AI models are always surprising us, not just in what they can do, but what they can’t, and why. An interesting new behavior is both superficial and revealing about these systems: they pick random numbers as if they’re human beings, which is to say, badly.
But first, what does that even mean? Can’t people pick numbers randomly? And how can you tell if someone is doing so successfully or not? This is actually a very old and well known limitation that we, humans, have: we overthink and misunderstand randomness.
Tell a person to predict 100 coin flips, and compare that to 100 actual coin flips — you can almost always tell them apart because, counter-intuitively, the real coin flips look less random. There will often be, for example, six or seven heads or tails in a row, something almost no human predictor includes in their 100.
It’s the same when you ask someone to pick a number between 0 and 100. People almost never pick 1, or 100. Multiples of 5 are rare, as are numbers with repeating digits like 66 and 99. These don’t seem like “random” choices to us, because they embody some quality: small, big, distinctive. Instead, we often pick numbers ending in 7, generally from the middle somewhere.
There are countless examples of this kind of predictability in psychology. But that doesn’t make it any less weird when AIs do the same thing.
Yes, some curious engineers over at Gramener performed an informal but nevertheless fascinating experiment where they simply asked several major LLM chatbots to pick random a number between 0 and 100.

§ Exercise brief
Continue the article on how AI chatbots pick random numbers, starting right after its final sentence.

§ Given records
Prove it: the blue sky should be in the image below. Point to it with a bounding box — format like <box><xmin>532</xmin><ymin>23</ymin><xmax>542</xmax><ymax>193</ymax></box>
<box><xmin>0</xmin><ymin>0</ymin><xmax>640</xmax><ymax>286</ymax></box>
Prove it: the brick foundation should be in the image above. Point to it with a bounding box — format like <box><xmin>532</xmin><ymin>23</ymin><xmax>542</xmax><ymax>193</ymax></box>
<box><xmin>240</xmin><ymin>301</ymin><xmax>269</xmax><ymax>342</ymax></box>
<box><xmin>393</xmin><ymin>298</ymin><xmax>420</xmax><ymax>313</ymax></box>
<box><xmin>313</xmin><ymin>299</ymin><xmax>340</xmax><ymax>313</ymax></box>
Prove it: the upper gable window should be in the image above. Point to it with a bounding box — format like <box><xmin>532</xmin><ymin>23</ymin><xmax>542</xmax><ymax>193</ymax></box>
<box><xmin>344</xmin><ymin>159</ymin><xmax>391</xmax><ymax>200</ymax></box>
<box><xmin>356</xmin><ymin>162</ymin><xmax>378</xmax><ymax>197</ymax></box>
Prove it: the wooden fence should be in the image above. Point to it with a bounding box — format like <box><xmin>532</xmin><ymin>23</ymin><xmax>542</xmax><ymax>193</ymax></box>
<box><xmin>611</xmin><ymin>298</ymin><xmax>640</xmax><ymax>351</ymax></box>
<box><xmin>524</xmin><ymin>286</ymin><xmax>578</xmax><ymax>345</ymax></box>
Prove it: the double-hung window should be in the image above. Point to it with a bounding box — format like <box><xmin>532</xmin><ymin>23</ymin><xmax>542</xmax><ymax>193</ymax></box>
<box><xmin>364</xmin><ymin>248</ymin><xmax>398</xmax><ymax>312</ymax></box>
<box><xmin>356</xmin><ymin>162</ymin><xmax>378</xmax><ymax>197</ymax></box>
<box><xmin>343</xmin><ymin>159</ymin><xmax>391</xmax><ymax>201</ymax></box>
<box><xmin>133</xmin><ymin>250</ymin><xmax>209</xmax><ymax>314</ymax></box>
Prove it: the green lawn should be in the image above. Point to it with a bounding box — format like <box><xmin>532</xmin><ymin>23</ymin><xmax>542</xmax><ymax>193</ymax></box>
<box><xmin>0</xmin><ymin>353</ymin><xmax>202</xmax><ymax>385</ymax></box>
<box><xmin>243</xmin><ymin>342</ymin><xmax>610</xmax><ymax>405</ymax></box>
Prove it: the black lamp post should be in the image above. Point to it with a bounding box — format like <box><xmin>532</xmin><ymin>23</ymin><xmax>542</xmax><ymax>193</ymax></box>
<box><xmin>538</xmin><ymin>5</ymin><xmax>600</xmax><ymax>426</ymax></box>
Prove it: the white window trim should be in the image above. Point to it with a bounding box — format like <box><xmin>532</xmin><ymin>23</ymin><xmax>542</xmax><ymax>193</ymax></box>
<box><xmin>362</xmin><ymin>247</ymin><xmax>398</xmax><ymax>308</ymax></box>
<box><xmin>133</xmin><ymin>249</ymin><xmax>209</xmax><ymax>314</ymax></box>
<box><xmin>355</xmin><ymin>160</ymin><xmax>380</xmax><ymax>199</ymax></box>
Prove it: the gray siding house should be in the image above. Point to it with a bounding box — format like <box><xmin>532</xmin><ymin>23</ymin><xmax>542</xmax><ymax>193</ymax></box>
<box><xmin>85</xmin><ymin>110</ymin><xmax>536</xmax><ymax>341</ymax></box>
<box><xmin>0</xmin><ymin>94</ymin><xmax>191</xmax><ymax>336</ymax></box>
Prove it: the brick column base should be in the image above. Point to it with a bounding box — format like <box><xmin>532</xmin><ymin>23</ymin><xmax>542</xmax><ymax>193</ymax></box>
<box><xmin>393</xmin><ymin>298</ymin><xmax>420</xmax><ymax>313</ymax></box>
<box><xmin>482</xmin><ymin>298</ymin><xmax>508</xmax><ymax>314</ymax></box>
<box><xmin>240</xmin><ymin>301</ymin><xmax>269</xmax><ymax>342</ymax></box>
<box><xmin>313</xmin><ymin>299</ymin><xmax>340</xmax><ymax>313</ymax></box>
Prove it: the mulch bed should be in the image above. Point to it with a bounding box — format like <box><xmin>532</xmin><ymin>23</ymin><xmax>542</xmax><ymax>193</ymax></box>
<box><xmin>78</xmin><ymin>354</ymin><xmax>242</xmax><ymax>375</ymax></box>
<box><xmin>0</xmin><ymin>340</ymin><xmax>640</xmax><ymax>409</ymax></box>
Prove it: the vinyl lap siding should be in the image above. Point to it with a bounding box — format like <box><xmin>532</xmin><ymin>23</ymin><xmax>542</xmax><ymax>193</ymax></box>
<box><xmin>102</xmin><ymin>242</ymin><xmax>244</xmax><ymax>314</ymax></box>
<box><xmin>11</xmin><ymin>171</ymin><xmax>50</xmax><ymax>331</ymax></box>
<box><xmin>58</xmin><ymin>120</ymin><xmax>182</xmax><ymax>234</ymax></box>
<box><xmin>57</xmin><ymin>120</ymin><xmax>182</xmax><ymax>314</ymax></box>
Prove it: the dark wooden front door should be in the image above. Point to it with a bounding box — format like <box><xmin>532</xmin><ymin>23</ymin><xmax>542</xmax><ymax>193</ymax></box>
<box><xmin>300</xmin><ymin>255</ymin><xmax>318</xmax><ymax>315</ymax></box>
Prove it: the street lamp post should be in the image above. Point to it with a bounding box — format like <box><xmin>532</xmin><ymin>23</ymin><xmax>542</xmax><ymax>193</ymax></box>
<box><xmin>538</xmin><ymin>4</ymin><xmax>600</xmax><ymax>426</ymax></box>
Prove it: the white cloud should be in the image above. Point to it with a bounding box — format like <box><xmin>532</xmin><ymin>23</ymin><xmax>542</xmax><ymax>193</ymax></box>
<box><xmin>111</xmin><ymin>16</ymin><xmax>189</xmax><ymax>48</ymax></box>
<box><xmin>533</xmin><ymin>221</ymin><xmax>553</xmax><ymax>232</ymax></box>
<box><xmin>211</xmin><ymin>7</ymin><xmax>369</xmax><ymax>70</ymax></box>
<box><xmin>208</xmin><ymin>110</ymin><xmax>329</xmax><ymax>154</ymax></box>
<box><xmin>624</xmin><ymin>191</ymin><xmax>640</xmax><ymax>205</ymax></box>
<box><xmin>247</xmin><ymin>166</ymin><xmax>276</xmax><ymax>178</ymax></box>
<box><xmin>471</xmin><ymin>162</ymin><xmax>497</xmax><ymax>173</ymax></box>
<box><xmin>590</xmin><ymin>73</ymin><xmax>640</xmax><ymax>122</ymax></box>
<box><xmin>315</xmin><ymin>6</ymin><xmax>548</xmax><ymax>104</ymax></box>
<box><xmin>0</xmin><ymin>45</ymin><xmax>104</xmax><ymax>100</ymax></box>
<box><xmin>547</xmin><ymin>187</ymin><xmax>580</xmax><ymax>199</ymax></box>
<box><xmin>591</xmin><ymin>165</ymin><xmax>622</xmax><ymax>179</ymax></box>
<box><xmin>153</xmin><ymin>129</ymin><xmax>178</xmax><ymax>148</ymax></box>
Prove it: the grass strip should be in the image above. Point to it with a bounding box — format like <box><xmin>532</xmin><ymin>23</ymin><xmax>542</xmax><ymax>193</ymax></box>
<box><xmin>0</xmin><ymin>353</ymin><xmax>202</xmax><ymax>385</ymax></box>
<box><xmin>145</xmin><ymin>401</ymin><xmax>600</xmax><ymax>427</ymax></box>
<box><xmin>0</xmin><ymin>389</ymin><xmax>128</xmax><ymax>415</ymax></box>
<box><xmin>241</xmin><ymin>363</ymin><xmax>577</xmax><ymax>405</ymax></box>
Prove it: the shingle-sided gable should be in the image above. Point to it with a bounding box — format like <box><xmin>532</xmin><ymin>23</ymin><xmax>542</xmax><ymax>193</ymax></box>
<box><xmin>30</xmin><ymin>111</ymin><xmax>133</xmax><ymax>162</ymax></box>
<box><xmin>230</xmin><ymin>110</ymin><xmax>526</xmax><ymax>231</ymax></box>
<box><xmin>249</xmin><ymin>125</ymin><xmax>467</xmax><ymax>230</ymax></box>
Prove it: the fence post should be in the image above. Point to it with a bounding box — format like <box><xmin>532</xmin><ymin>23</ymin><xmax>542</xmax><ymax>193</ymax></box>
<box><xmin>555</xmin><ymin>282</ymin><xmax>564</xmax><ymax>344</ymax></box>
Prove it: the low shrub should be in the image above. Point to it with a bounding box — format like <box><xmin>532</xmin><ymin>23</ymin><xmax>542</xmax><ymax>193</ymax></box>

§ Result
Reader, the results were not random.
All three models tested had a “favorite” number that would always be their answer when put on the most deterministic mode, but which appeared most often even at higher “temperatures,” a setting models often have that increases the variability of their results.
OpenAI’s GPT-3.5 Turbo really likes 47. Previously, it liked 42 — a number made famous, of course, by Douglas Adams in The Hitchhiker’s Guide to the Galaxy as the answer to the life, the universe, and everything.
Anthropic’s Claude 3 Haiku went with 42. And Gemini likes 72.
More interestingly, all three models demonstrated human-like bias in the other numbers they selected, even at high temperature.
All tended to avoid low and high numbers; Claude never went above 87 or below 27, and even those were outliers. Double digits were scrupulously avoided: no 33s, 55s, or 66s, but 77 showed up (ends in 7). Almost no round numbers — though Gemini once, at the highest temperature, went wild and picked 0.
Why should this be? AIs aren’t human! Why would they care what “seems” random? Have they finally achieved consciousness and this is how they show it?!
No. The answer, as is usually the case with these things, is that we are anthropomorphizing a step too far. These models don’t care about what is and isn’t random. They don’t know what “randomness” is! They answer this question the same way they answer all the rest: by looking at their training data and repeating what was most often written after a question that looked like “pick a random number.” The more often it appears, the more often the model repeats it.
Where in their training data would they see 100, if almost no one ever responds that way? For all the AI model knows, 100 is not an acceptable answer to that question. With no actual reasoning capability, and no understanding of numbers whatsoever, it can only answer like the stochastic parrot it is. (Similarly, they have tended to fail at simple arithmetic, like multiplying a few numbers together; after all, how likely is it that somewhere in their training data is the phrase “112*894*32=3,204,096”? Though newer models will recognize that a math problem is present and kick it to a subroutine.)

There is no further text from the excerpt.